Write out each line of the material again, word for word.

■ STORED DATA
=-=-=-=-=

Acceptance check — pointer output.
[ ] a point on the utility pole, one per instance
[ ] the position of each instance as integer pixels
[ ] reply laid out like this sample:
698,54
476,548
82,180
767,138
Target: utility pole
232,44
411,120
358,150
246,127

=-=-=-=-=

■ SOLUTION
Acceptance check — pointer output.
[ ] a point on the utility pole, one per instance
[ ] the position of each instance as integer pixels
[ ] reply laid out like this sample:
698,54
476,548
82,180
767,138
Target: utility pole
232,44
411,120
358,150
246,127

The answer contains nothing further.